#### EXCERPT
UK house prices continues to rise steadily in January, but at a slower rate than had been forecast.

Data from Nationwide showed house prices rose 0.3% in January compared to the previous month, below the consensus estimate of a 0.6% increase.

Nationwide's year-on-year growth rate slipped down to 4.4%, from 4.5% in December, again below the consensus expectation of a 4.7% rise.

The building society noted that annual house price growth has remained in a fairly narrow range between 3% and 5% since the summer of 2015.

Chief economist Robert Gardner said continued growth was likely, with chances skewed towards a modest acceleration in house price growth.

"The labour market appears to have significant forward momentum. Employment has continued to rise at a robust rate in recent months and, while the pace of earnings growth has slowed somewhat, in inflation-adjusted terms regular wages continue to rise at a healthy pace," he said.

Nationwide's data has been weaker than the growth rates of all the other main measures of house prices over the last last six months.

#### ROWS
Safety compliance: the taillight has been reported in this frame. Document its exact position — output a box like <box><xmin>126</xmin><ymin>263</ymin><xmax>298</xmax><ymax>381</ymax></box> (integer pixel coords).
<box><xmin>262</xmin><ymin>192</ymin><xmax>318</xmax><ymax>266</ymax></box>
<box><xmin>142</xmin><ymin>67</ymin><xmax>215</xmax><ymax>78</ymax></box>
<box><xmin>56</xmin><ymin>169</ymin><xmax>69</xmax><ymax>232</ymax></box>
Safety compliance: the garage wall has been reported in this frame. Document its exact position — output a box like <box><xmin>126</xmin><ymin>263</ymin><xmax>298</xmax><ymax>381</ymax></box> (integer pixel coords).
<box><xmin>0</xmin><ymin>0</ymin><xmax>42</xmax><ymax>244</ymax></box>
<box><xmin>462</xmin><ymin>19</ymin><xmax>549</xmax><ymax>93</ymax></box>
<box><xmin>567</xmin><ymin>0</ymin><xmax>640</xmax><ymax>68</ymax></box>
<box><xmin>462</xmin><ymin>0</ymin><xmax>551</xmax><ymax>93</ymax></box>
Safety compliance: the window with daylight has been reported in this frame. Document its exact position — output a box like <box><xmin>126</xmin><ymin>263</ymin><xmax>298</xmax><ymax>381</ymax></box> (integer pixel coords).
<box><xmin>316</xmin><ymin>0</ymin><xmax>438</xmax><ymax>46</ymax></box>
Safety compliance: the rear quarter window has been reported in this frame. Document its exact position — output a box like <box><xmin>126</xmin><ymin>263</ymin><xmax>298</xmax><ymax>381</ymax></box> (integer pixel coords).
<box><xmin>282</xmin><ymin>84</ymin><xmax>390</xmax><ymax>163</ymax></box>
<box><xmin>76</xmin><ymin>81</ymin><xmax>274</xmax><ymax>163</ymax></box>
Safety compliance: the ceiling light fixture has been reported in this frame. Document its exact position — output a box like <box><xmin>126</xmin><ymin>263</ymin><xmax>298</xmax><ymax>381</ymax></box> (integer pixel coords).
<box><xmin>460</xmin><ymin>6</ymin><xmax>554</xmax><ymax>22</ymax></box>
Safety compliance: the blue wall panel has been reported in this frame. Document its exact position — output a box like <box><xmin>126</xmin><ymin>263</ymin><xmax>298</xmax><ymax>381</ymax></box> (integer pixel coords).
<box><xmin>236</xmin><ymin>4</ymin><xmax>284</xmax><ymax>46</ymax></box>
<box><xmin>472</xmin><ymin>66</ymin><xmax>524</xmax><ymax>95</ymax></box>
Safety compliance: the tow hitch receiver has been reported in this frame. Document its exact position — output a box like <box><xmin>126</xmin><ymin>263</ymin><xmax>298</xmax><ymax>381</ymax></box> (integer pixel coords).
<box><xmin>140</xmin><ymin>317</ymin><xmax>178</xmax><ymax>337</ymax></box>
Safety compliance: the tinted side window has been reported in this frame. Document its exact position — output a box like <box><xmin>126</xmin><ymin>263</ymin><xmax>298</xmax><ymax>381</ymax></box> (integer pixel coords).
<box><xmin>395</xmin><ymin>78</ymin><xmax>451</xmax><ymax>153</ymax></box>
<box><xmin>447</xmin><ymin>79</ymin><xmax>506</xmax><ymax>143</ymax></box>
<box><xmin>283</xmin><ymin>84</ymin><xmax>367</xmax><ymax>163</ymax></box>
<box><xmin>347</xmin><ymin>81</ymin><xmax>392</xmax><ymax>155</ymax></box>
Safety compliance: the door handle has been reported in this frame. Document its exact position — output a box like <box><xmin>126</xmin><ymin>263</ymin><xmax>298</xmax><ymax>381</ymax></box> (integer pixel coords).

#### GIVEN REQUEST
Continue the text on UK house prices from the point where it stops. The records come from a different source than the house prices text.

#### ANSWER TO THE PROBLEM
Economist Sam Tombs at Pantheon Macroeconomics agreed that the modest rise in January was unlikely to be the start of a weaker trend.

"The combination of a strengthening labour market, banks’ increased willingness to lend and a dearth of homes for sale will continue to inflate house prices.

Howard Archer at IHS was also in accordance, predicting house prices are likely to see solid increases over the coming months.

"We expect house prices to rise by around 6% over 2016 amid healthy buyer interest - supported by largely decent fundamentals - and a shortage of properties. The main downside risk to this is if the economy sees a marked loss of momentum that undermines confidence and employment growth."